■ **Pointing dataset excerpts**
□ □ □

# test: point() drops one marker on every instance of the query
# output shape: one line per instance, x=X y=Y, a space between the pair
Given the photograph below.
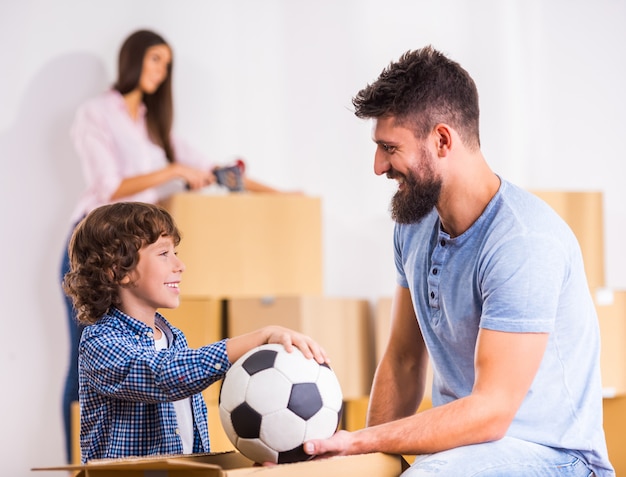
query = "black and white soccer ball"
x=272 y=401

□ □ □

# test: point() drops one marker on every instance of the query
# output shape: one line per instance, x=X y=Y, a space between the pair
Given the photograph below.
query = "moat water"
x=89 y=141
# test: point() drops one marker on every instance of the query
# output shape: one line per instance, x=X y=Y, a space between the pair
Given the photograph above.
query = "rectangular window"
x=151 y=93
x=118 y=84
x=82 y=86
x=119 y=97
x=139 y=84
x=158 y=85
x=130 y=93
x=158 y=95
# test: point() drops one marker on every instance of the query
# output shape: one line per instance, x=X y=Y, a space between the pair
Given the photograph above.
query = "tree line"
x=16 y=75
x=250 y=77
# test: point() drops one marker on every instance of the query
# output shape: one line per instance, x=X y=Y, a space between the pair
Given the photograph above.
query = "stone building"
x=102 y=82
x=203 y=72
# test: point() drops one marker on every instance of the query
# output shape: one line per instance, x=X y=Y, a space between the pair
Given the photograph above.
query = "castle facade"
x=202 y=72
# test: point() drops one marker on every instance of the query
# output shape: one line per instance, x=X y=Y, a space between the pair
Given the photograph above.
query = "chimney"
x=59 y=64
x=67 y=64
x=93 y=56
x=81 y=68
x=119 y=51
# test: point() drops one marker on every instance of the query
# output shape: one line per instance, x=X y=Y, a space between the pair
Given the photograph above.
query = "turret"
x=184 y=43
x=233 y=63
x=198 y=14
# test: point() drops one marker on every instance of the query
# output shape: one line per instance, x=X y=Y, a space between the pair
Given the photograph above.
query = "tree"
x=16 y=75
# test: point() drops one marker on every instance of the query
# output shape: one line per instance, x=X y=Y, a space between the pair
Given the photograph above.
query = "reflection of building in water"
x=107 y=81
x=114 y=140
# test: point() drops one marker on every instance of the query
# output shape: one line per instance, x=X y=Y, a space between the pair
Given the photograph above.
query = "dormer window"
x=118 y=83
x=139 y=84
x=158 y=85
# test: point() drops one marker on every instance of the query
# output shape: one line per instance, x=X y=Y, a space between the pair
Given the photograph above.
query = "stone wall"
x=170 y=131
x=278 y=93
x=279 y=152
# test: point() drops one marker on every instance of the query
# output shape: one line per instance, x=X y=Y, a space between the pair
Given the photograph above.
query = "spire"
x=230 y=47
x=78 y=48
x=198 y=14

□ □ □

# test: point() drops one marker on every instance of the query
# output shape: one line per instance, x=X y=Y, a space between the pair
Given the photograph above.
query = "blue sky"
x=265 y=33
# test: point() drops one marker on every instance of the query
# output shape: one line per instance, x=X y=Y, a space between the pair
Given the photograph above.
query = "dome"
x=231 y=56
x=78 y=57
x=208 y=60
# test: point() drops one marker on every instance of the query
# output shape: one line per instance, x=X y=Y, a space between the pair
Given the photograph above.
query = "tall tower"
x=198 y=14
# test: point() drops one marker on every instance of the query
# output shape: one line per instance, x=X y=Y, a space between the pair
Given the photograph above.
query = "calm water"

□ □ □

■ **Task to carry out**
State how many lines in the entries above contain the word "water". Give the number alone.

■ **Task solution**
3